• ZITIERTER TEXT:
+++++

Das Verhalten mancher Banker gereicht immer mehr zur Schande für die Schweiz. UBS und CS haben durch ein Geschäftsgebaren das im rechtlichen Graubereich liegt oder teilweise rundweg illegal ist, der Reputation unseres Landes Schaden zugefügt. Unsere Vertrauenswürdigkeit und der gute Ruf wurden langjährig und systematisch missbraucht, um gewinnbringende Geschäfte zu tätigen. Zwar war daran vermutlich nur ein kleiner Teil der Belegschaft beteiligt, doch sind die internen Kontrollen zu lasch oder man hat auf der Führungsetage weggesehen. — Allzu lange haben auch Öffentlichkeit und Politik beide Augen zugedrückt. Schliesslich waren die Banken gute Steuerzahler, wichtige Arbeitgeber und nicht zuletzt gute Lobbyisten.
Sündenregister
Das Sündenregister einiger Banken ist lang. So haben Mitarbeiter der UBS ausländischen Kunden während vielen Jahren systematisch Beihilfe zum Steuerbetrug geleistet. Dies hat UBS-Präsident Villiger bereits im Sommer 2009 eingestanden. Bei der Credit Suisse dürften die Dinge leider nicht viel besser liegen. Denn auch sie ist nun in die Fänge der US-Steuerbehörde (IRS) geraten.
Schamlosigkeit
Geradezu unverfroren ist zudem die Reaktion einzelner Banker auf den Druck aus den USA. «Es hat mich schockiert, dass offenbar frühere UBS-Mitarbeiter mitsamt ihren Kunden zu anderen Banken wechselten, um dort das gleiche Geschäft schamlos weiterzubetreiben», sagt Finanzministerin Widmer-Schlumpf diese Woche in der NZZ.
Bei so viel Schamlosigkeit fehlen einem fast die Worte. Der Schaden, welcher hier für das Ansehen unseres Landes und den Finanzplatz entsteht, scheint den Tätern und ihren Vorgesetzten egal zu sein.

+++++

Auszüge aus Segmentierungsdatensätzen:
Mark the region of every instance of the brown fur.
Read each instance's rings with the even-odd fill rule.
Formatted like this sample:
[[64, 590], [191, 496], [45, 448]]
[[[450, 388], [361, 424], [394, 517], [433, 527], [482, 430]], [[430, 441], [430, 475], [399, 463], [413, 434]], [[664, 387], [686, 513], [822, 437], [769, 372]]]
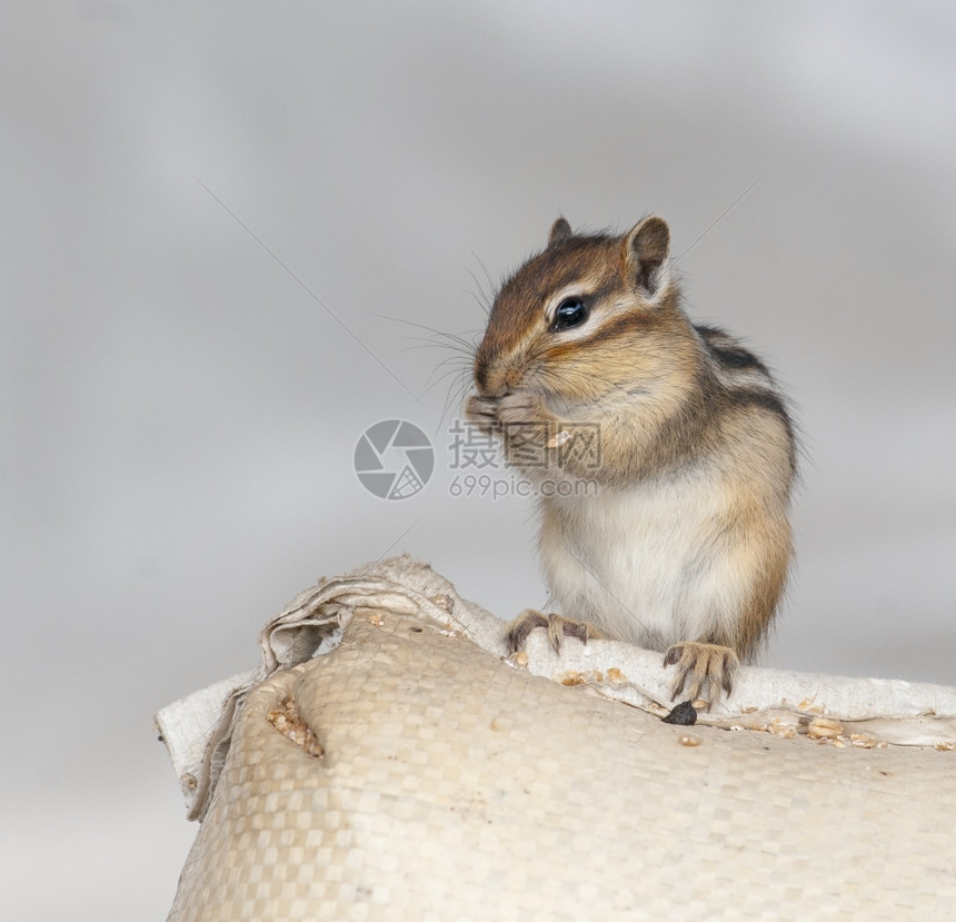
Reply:
[[[524, 469], [532, 480], [589, 478], [603, 490], [590, 504], [542, 499], [541, 546], [551, 588], [565, 601], [577, 599], [566, 616], [592, 619], [623, 640], [679, 647], [668, 653], [668, 662], [678, 665], [675, 688], [704, 676], [704, 685], [719, 694], [721, 684], [730, 684], [737, 657], [749, 660], [759, 647], [786, 584], [796, 448], [786, 404], [766, 366], [733, 337], [695, 327], [684, 314], [667, 262], [669, 237], [656, 217], [623, 236], [575, 236], [558, 219], [548, 247], [495, 299], [475, 358], [478, 395], [468, 415], [486, 432], [505, 434], [506, 448], [541, 433], [572, 433], [576, 423], [599, 426], [597, 469], [574, 455], [560, 469], [557, 456], [544, 469]], [[576, 321], [584, 320], [562, 326], [562, 304], [572, 305]], [[539, 425], [516, 428], [528, 423]], [[518, 436], [509, 439], [511, 429]], [[511, 459], [520, 464], [519, 455]], [[631, 538], [630, 526], [611, 522], [615, 496], [621, 509], [631, 504], [635, 515], [653, 517], [673, 507], [676, 518], [668, 519], [659, 543], [643, 518], [635, 519]], [[714, 513], [704, 515], [701, 506]], [[598, 508], [610, 518], [595, 518]], [[568, 571], [575, 561], [592, 559], [600, 568], [630, 555], [645, 569], [658, 568], [661, 581], [676, 581], [675, 594], [689, 594], [697, 607], [675, 609], [671, 622], [661, 621], [660, 598], [643, 595], [656, 583], [641, 588], [640, 573], [604, 572], [611, 584], [634, 591], [628, 604], [635, 607], [625, 616], [594, 572], [584, 567], [578, 578]], [[711, 584], [717, 594], [707, 607], [701, 593]], [[685, 622], [696, 633], [673, 638]], [[552, 629], [552, 636], [560, 632]], [[714, 645], [735, 655], [715, 654]]]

+++++

• AUFGABE 1: Erkläre in ein bis drei Sätzen, warum Öffentlichkeit und Politik laut dem Text über die Schweizer Banken allzu lange beide Augen zugedrückt haben.
• AUFGABE 2: Übertrage alle Zeilen der Datensätze ohne Leerzeilen in eine Markdown-Tabelle mit den Spalten „Nummer“ und „Zeile“, wobei die Bilder in der Antwort wegbleiben sollen.
Der Text und die Datensätze stehen in keinem Zusammenhang miteinander.

• LÖSUNG 1: Öffentlichkeit und Politik haben allzu lange beide Augen zugedrückt, weil die Banken gute Steuerzahler, wichtige Arbeitgeber und nicht zuletzt gute Lobbyisten waren.

• LÖSUNG 2:
| Nummer | Zeile |
|---|---|
| 1 | Mark the region of every instance of the brown fur. |
| 2 | Read each instance's rings with the even-odd fill rule. |
| 3 | Formatted like this sample: |
| 4 | [[64, 590], [191, 496], [45, 448]] |
| 5 | [[[450, 388], [361, 424], [394, 517], [433, 527], [482, 430]], [[430, 441], [430, 475], [399, 463], [413, 434]], [[664, 387], [686, 513], [822, 437], [769, 372]]] |
| 6 | Reply: |
| 7 | [[[524, 469], [532, 480], [589, 478], [603, 490], [590, 504], [542, 499], [541, 546], [551, 588], [565, 601], [577, 599], [566, 616], [592, 619], [623, 640], [679, 647], [668, 653], [668, 662], [678, 665], [675, 688], [704, 676], [704, 685], [719, 694], [721, 684], [730, 684], [737, 657], [749, 660], [759, 647], [786, 584], [796, 448], [786, 404], [766, 366], [733, 337], [695, 327], [684, 314], [667, 262], [669, 237], [656, 217], [623, 236], [575, 236], [558, 219], [548, 247], [495, 299], [475, 358], [478, 395], [468, 415], [486, 432], [505, 434], [506, 448], [541, 433], [572, 433], [576, 423], [599, 426], [597, 469], [574, 455], [560, 469], [557, 456], [544, 469]], [[576, 321], [584, 320], [562, 326], [562, 304], [572, 305]], [[539, 425], [516, 428], [528, 423]], [[518, 436], [509, 439], [511, 429]], [[511, 459], [520, 464], [519, 455]], [[631, 538], [630, 526], [611, 522], [615, 496], [621, 509], [631, 504], [635, 515], [653, 517], [673, 507], [676, 518], [668, 519], [659, 543], [643, 518], [635, 519]], [[714, 513], [704, 515], [701, 506]], [[598, 508], [610, 518], [595, 518]], [[568, 571], [575, 561], [592, 559], [600, 568], [630, 555], [645, 569], [658, 568], [661, 581], [676, 581], [675, 594], [689, 594], [697, 607], [675, 609], [671, 622], [661, 621], [660, 598], [643, 595], [656, 583], [641, 588], [640, 573], [604, 572], [611, 584], [634, 591], [628, 604], [635, 607], [625, 616], [594, 572], [584, 567], [578, 578]], [[711, 584], [717, 594], [707, 607], [701, 593]], [[685, 622], [696, 633], [673, 638]], [[552, 629], [552, 636], [560, 632]], [[714, 645], [735, 655], [715, 654]]] |